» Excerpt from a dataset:
# # #

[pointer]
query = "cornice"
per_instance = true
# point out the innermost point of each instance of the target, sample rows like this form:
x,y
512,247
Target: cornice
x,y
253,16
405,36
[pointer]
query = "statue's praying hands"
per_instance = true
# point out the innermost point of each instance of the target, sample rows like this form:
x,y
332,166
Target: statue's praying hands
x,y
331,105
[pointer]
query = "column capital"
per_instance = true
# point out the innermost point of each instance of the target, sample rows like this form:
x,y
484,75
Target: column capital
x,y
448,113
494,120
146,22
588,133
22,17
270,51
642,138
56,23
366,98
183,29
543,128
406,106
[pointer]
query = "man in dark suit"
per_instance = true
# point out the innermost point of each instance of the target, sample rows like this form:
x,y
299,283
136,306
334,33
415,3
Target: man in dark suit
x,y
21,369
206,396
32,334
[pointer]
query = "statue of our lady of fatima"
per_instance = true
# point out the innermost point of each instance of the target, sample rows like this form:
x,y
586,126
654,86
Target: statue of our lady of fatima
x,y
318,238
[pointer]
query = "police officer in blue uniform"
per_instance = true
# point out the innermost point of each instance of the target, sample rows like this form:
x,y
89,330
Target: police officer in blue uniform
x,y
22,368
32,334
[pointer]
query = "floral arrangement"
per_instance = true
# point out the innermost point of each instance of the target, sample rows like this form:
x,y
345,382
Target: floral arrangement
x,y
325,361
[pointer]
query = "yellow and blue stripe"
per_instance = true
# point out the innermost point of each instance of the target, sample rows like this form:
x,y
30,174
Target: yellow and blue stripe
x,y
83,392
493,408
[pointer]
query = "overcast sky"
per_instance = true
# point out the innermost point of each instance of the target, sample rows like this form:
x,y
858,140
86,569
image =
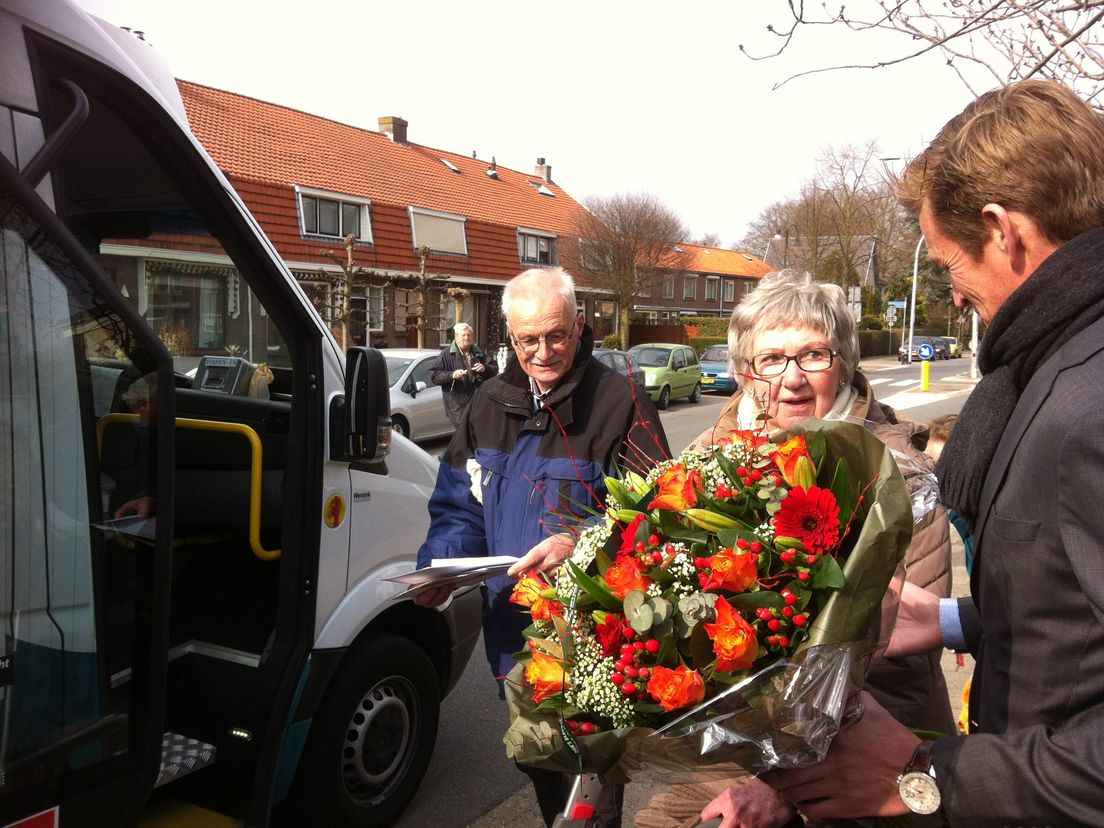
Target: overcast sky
x,y
617,96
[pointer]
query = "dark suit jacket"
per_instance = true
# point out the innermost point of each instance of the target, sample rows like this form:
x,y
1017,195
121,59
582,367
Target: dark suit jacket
x,y
1037,753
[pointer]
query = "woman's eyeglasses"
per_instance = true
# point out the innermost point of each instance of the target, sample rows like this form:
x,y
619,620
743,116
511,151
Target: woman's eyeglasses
x,y
772,364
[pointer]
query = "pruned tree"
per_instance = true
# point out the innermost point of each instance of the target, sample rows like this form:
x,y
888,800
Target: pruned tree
x,y
625,243
983,41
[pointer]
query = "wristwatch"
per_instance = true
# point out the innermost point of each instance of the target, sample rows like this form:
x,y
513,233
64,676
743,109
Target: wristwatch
x,y
916,783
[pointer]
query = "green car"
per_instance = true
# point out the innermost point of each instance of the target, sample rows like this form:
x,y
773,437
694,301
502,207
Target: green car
x,y
669,370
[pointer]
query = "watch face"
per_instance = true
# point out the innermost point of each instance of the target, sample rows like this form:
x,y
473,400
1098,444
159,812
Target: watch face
x,y
920,793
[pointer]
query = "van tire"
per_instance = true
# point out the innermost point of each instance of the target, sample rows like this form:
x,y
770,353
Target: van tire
x,y
665,397
372,736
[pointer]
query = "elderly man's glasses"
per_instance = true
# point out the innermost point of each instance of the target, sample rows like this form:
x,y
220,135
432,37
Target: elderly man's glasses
x,y
772,364
529,345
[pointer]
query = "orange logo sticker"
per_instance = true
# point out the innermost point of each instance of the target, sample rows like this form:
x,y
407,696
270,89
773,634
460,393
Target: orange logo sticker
x,y
333,512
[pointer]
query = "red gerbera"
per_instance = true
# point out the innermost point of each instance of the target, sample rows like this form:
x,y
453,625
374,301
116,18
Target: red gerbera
x,y
809,516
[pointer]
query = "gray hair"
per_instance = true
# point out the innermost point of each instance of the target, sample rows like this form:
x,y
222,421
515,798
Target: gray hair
x,y
787,299
538,282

# # #

» Set exercise: Please select and copy every line of the material above that contains the word "arrangement". Case counts.

» Result of the exercise:
query = "floral arrangement"
Target: floral arrangement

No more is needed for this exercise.